Information given »
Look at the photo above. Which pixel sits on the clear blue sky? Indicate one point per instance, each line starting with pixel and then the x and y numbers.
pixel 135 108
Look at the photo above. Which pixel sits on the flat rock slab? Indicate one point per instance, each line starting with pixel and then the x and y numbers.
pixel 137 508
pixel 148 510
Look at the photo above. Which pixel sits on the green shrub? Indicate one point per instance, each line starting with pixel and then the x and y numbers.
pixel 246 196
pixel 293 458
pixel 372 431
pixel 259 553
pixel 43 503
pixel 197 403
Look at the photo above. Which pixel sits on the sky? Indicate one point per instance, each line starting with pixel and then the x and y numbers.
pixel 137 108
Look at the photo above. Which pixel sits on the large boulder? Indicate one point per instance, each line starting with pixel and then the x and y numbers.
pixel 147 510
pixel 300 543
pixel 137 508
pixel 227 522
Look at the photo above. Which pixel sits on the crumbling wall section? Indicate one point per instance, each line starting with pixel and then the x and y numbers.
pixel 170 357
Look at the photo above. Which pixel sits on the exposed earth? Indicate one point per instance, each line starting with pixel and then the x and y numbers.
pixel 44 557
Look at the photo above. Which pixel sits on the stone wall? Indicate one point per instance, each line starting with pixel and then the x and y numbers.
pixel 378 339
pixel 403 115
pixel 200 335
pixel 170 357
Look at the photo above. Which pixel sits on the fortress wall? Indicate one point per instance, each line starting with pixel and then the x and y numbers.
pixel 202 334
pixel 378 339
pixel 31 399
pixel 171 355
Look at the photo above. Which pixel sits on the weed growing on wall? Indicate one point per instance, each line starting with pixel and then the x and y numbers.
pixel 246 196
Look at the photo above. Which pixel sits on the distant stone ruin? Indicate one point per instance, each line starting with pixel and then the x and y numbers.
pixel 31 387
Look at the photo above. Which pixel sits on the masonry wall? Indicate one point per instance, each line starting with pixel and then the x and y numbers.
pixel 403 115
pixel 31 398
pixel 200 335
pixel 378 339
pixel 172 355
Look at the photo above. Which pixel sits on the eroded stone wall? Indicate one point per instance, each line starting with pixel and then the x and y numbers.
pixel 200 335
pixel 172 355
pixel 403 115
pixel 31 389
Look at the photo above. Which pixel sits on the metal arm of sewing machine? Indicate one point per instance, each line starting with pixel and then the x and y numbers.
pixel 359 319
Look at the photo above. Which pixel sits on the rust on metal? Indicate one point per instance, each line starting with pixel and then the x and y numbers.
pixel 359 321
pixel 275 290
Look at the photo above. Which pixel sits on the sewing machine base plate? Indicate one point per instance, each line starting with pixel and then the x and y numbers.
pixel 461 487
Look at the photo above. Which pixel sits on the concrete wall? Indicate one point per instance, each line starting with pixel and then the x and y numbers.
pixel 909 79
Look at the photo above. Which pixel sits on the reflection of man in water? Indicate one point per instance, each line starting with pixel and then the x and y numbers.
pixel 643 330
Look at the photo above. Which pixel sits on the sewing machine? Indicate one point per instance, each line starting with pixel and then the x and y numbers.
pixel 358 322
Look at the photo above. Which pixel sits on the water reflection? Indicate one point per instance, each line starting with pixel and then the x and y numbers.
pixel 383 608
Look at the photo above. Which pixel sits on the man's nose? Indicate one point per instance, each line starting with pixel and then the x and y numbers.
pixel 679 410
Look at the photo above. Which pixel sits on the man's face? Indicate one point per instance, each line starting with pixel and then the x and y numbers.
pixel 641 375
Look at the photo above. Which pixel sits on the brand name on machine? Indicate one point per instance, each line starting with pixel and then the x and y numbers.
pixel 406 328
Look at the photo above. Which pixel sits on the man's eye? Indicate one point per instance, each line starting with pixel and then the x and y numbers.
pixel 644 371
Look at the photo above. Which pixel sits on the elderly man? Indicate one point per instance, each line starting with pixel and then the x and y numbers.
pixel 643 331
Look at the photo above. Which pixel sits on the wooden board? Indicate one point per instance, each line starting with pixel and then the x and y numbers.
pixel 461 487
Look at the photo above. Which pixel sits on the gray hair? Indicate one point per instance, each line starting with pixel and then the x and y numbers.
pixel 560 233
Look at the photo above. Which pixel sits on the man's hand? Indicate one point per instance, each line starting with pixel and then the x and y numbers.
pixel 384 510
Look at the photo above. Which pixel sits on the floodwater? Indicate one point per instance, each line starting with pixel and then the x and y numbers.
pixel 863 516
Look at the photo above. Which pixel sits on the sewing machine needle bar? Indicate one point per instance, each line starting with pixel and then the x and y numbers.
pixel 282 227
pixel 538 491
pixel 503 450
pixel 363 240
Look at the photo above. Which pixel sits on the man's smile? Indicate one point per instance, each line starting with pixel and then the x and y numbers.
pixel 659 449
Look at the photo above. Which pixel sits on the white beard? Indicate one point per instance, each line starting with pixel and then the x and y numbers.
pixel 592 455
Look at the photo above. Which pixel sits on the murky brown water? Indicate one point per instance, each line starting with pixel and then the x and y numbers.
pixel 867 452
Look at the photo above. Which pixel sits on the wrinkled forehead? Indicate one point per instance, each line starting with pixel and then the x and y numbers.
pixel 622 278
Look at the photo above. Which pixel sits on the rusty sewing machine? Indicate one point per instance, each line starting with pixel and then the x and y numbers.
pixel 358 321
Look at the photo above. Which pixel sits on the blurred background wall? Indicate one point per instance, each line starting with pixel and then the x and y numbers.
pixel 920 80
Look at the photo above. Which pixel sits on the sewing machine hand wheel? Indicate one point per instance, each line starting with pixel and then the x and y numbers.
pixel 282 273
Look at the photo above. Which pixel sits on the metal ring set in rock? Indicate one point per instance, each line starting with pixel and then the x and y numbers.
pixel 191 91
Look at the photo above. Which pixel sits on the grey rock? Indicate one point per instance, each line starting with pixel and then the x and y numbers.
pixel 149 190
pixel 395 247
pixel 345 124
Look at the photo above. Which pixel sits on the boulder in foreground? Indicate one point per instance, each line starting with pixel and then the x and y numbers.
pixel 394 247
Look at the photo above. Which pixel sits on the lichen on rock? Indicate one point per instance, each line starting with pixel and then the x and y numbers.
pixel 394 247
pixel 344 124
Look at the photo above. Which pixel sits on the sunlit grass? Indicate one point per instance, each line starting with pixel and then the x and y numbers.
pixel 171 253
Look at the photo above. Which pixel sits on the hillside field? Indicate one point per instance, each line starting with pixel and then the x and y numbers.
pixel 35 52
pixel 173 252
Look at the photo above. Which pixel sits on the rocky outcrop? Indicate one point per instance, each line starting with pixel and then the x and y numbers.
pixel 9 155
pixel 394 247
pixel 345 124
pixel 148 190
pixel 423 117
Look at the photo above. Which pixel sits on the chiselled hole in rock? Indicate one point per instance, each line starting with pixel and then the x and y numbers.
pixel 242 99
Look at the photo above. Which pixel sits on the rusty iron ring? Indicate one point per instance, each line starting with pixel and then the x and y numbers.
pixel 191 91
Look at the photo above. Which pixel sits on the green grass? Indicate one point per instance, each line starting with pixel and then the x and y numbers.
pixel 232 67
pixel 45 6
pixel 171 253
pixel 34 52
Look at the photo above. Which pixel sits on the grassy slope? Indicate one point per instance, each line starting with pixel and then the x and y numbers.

What you are asked to do » Nothing outside the span should appear: transcribe the lines from the one containing "Look at the photo above. Which pixel sits on the chiselled" through the last line of the records.

Written solution »
Look at the photo above. Which pixel sits on the chiselled hole in rock? Indicate one point per instance, each line starting with pixel and then the x and y numbers.
pixel 242 99
Look at the photo above. Which pixel sits on the rusty iron ring? Indicate one point per instance, each line starting with pixel and then the x and y numbers.
pixel 191 91
Look at the photo above. Which pixel sits on the green grass? Indicate one point per instance, each line starting with pixel and then the x and y numbers.
pixel 232 67
pixel 45 6
pixel 171 253
pixel 34 52
Look at the photo above. Which pixel sits on the grassy slope? Indicate one point per instance, each line starting with pixel and then the x and y numbers.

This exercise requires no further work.